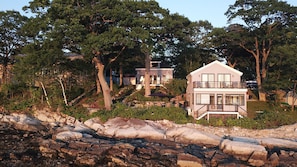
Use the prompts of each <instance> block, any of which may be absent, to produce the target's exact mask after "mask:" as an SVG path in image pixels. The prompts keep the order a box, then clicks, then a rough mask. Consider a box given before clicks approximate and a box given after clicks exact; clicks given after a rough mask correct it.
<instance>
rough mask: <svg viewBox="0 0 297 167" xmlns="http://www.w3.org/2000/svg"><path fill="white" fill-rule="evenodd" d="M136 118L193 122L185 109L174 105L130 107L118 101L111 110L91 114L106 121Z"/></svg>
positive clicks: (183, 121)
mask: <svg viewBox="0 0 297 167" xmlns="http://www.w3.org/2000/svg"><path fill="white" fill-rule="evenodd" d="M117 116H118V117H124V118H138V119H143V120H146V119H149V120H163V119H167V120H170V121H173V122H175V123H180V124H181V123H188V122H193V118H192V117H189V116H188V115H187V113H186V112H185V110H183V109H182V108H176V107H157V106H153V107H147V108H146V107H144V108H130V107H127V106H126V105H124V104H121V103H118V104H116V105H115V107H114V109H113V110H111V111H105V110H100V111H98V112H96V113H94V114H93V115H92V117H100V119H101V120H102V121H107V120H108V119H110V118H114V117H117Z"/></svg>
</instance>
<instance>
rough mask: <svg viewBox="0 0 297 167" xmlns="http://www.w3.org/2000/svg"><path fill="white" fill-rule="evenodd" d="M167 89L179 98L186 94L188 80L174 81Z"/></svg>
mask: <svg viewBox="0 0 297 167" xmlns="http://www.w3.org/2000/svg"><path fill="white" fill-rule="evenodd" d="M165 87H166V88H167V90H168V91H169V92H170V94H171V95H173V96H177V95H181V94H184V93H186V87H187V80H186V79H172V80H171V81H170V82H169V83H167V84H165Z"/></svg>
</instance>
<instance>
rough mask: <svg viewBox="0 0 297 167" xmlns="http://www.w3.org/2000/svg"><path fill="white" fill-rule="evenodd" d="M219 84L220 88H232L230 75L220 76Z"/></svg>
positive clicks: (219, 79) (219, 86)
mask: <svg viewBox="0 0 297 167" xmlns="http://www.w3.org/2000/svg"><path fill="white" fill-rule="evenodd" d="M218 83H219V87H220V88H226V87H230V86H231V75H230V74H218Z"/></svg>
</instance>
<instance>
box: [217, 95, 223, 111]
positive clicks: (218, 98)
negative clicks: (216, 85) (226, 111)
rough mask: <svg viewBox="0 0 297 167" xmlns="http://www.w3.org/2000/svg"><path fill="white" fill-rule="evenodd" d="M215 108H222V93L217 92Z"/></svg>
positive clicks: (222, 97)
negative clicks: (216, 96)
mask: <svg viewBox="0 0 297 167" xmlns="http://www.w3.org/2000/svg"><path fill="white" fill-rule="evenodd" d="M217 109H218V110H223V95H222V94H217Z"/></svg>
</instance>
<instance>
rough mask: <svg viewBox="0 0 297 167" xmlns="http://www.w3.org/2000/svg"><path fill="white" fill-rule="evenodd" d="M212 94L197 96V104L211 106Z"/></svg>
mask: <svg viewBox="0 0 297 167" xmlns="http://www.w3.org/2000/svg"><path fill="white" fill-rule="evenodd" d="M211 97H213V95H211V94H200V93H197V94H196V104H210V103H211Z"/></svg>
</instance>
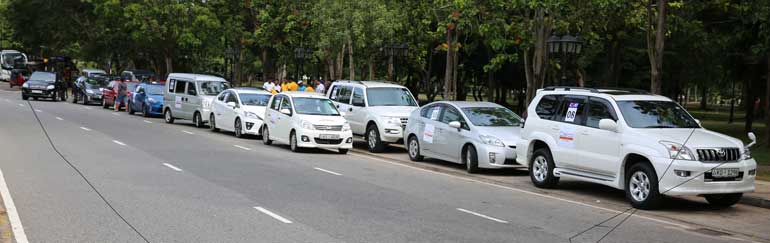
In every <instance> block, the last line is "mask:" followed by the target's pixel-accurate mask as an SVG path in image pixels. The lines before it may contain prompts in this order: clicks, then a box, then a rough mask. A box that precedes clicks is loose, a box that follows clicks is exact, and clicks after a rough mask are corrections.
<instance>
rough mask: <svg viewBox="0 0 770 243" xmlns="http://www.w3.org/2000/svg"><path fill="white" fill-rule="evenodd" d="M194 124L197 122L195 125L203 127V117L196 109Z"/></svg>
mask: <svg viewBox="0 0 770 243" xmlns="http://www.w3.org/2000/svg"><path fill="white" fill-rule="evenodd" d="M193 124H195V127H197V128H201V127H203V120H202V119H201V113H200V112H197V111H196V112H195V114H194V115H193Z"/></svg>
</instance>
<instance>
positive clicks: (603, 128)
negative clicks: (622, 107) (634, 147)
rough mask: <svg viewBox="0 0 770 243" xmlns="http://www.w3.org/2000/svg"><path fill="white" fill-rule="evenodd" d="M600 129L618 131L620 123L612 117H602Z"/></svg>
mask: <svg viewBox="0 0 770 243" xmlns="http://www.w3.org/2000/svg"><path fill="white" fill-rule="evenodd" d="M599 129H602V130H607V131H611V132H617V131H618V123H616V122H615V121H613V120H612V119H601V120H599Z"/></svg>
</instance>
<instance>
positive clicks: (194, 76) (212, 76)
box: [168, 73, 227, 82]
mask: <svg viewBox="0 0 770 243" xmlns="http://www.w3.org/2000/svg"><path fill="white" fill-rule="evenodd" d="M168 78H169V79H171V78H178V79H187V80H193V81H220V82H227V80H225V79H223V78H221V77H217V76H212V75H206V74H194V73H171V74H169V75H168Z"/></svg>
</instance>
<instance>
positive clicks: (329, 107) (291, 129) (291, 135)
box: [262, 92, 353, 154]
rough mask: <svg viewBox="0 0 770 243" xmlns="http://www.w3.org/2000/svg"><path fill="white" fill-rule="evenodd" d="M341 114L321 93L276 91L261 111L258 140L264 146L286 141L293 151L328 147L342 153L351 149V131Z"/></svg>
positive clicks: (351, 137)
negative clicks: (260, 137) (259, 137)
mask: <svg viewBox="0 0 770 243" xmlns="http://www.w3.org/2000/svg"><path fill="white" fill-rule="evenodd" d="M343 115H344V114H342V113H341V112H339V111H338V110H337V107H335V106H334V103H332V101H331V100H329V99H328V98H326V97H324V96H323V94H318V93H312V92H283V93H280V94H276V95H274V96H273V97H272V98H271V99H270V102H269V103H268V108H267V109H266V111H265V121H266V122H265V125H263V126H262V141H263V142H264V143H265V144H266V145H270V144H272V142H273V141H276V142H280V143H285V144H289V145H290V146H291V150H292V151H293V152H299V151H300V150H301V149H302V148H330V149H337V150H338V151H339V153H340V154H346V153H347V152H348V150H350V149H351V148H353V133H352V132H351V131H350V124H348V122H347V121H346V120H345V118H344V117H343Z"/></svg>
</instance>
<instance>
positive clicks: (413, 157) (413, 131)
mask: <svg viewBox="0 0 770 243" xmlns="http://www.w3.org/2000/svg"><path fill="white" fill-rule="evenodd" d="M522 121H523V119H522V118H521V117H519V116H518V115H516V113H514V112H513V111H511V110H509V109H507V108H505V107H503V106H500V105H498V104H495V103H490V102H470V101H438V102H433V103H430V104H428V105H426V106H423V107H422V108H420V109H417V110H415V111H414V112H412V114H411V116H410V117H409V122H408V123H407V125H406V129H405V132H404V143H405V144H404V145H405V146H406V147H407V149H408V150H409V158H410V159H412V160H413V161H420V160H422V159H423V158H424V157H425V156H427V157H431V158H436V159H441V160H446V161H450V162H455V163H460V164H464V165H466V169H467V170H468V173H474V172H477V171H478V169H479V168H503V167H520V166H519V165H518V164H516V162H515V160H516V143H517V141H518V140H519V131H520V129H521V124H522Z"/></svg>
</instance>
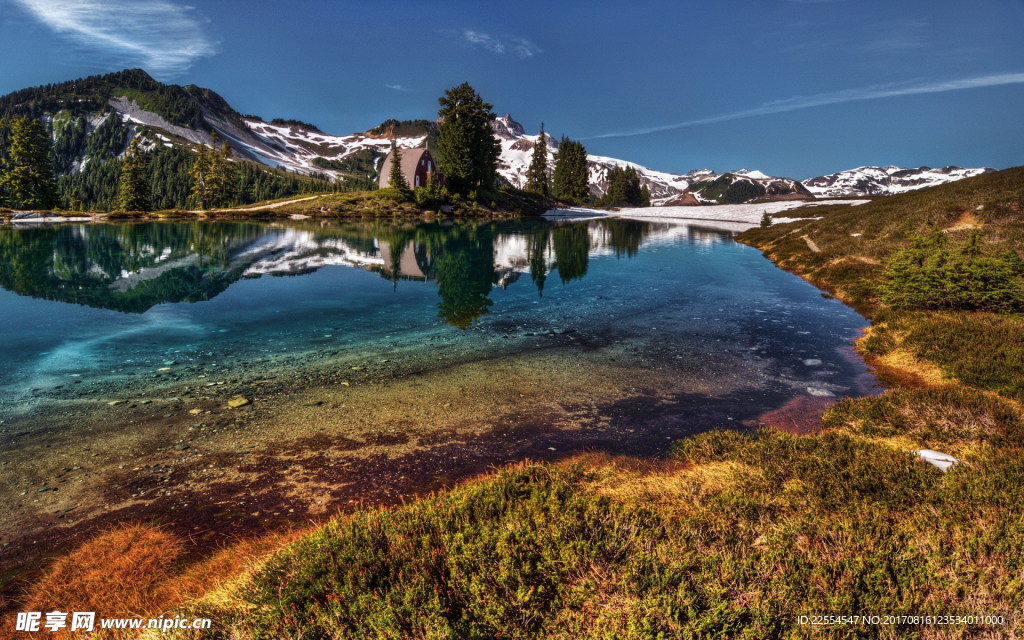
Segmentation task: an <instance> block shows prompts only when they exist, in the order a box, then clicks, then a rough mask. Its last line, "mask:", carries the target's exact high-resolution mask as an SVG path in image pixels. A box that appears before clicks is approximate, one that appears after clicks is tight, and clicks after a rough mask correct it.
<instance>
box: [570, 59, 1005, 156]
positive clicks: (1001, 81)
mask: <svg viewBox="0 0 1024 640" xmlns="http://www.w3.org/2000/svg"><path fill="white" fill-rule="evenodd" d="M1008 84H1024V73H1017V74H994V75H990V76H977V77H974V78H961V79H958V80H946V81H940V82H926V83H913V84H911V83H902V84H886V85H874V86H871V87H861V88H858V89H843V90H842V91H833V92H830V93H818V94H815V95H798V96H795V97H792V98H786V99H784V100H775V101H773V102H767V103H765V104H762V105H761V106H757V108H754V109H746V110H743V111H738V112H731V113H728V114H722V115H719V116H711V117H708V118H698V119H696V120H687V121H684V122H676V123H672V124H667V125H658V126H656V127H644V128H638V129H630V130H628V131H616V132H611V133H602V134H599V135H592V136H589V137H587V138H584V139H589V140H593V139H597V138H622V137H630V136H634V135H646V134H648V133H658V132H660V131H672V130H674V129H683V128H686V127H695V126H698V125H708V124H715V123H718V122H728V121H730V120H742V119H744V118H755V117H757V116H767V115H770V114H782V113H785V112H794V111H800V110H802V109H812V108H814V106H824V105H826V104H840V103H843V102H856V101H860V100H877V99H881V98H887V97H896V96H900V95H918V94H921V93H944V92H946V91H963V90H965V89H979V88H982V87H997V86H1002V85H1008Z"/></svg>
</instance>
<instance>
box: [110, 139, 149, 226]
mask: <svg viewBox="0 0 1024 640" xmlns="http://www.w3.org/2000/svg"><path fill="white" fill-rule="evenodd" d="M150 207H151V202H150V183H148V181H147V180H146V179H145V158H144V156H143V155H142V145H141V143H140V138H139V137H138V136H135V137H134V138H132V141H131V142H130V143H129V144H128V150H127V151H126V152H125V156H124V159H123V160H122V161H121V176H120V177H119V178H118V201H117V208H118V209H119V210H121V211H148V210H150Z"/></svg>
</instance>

------------------------------------------------------------------------

Would you copy out, exactly and with no pictures, only the lines above from the one that contains "positive clicks: (222, 97)" through the one that contains "box: [262, 92, 353, 154]"?

positive clicks: (222, 97)
negative clicks: (216, 96)
mask: <svg viewBox="0 0 297 167" xmlns="http://www.w3.org/2000/svg"><path fill="white" fill-rule="evenodd" d="M217 109H218V110H223V95H222V94H217Z"/></svg>
</instance>
<instance>
rough mask: <svg viewBox="0 0 297 167" xmlns="http://www.w3.org/2000/svg"><path fill="white" fill-rule="evenodd" d="M212 94L197 96V104L211 106Z"/></svg>
mask: <svg viewBox="0 0 297 167" xmlns="http://www.w3.org/2000/svg"><path fill="white" fill-rule="evenodd" d="M211 97H213V95H211V94H200V93H197V94H196V104H210V103H211Z"/></svg>
</instance>
In every <instance> block, the last line is "mask:" followed by the target's pixel-accurate mask as an SVG path in image pixels. The lines before it may contain prompts in this order: clicks, then a box, then a rough mask. A box that precedes clicks is loose, a box that follows clicks is exact, and clicks after a rough mask are corrections.
<instance>
rough mask: <svg viewBox="0 0 770 243" xmlns="http://www.w3.org/2000/svg"><path fill="white" fill-rule="evenodd" d="M194 124L197 122L195 125L203 127V117L196 109Z"/></svg>
mask: <svg viewBox="0 0 770 243" xmlns="http://www.w3.org/2000/svg"><path fill="white" fill-rule="evenodd" d="M193 124H195V127H197V128H201V127H203V120H202V119H201V113H200V112H197V111H196V112H195V114H194V115H193Z"/></svg>
</instance>
<instance>
positive clicks: (603, 128)
negative clicks: (622, 107) (634, 147)
rough mask: <svg viewBox="0 0 770 243" xmlns="http://www.w3.org/2000/svg"><path fill="white" fill-rule="evenodd" d="M600 129L618 131L620 123L612 117H602Z"/></svg>
mask: <svg viewBox="0 0 770 243" xmlns="http://www.w3.org/2000/svg"><path fill="white" fill-rule="evenodd" d="M599 129H602V130H607V131H611V132H617V131H618V123H616V122H615V121H613V120H612V119H601V120H599Z"/></svg>
</instance>
<instance>
positive clicks: (194, 76) (212, 76)
box: [168, 73, 227, 82]
mask: <svg viewBox="0 0 770 243" xmlns="http://www.w3.org/2000/svg"><path fill="white" fill-rule="evenodd" d="M168 78H169V79H171V78H178V79H187V80H193V81H220V82H227V80H225V79H223V78H221V77H217V76H212V75H206V74H194V73H171V74H169V75H168Z"/></svg>
</instance>
<instance>
positive clicks: (329, 107) (291, 129) (291, 135)
box: [262, 92, 353, 154]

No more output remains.